TASKS:
**a)** In the sessionization code excerpt, write out the part that opens with the words containing "The following code" and closes with "metrics to KairosDB.", swapping "KairosDB" for "InfluxDB".
**b)** In the sessionization code excerpt, what are the grouped sessions sorted by?

EXTRACTED TEXT:
The following code sample has the reusable functions that are called from the Stream processing and batch processing for filtering and populating the valid beacons, populating grouped and sorted sessions, processing Stateful Sessions , generating the metric values, reducing the metrics and storing the generated metrics to KairosDB.

  //Do the filters etc and get the relevant beacons needed for Sessionization
  def populateBeaconMap(rdd: RDD[(String, String)]): RDD[(String, (Long, String))] = {
    rdd.flatMap[(String, (Long, String))] { case (key, inputBeacon) =>
        val beaconData = constructBeaconData(inputBeacon)
        if (beaconData !=null && beaconData.isValidBeacon()) {
          Seq((beaconData.getSessionID, (beaconData.getTimestamp, inputBeacon)))
        } else {
          Seq(("", (0l, "")))
        }
    }
  }
  
 //Group the sessions by sessionId and sort based on timestamp 
 def populateGroupedAndSortedSessions(rdd: RDD[(String, (Long, String))]): RDD[(String, List[(Long, String)])] = {
    val groupedSessions = rdd.groupByKey()
    val sortedSessions = groupedSessions.mapValues[(List[(Long, String)])](iter => iter.toList.sortBy(_._1))
    sortedSessions
  }
  
  //Process stateful sessions by creating new or merged sessions
  def processStatefulSessions(currentSessionBeaconList: List[(Long, String)], previousBatchSessionRecord: StatefulSession): Option[(StatefulSession, StatefulSession)] = {
        val beaconSessionization = new BeaconSessionization()
        val sessionInfoArray = beaconSessionization.buildNewOrMergedSessions(currentSessionBeaconList, previousBatchSessionRecord)
        val currentSession = sessionInfoArray(0).asInstanceOf[StatefulSession]
        val mergedSession = if (sessionInfoArray(1) != null) sessionInfoArray(1).asInstanceOf[StatefulSession] else null
        Some((currentSession, mergedSession))

Object pointing dataset rows:
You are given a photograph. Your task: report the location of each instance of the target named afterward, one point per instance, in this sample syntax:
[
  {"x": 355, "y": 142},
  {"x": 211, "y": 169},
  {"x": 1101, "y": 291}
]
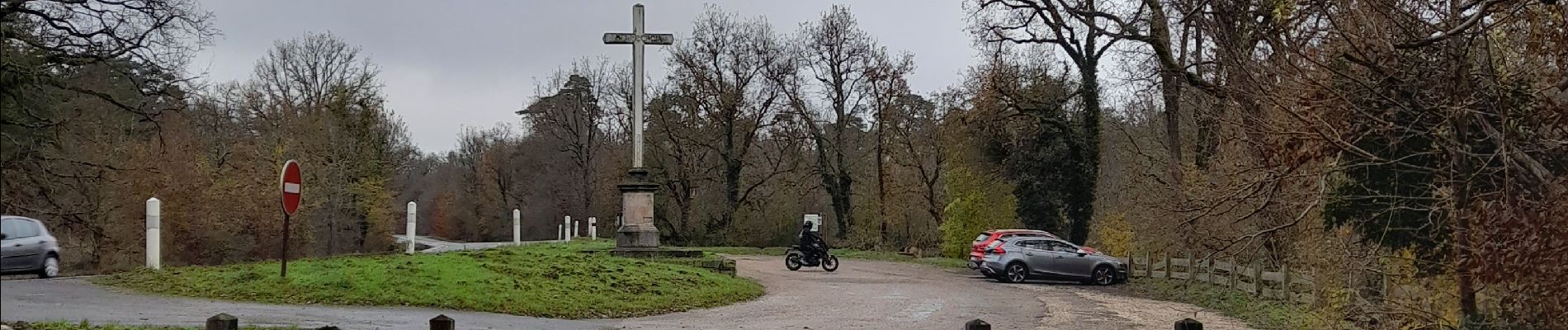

RESULTS FOR THE EXERCISE:
**a)**
The following code sample has the reusable functions that are called from the Stream processing and batch processing for filtering and populating the valid beacons, populating grouped and sorted sessions, processing Stateful Sessions , generating the metric values, reducing the metrics and storing the generated metrics to InfluxDB.

**b)** Timestamp.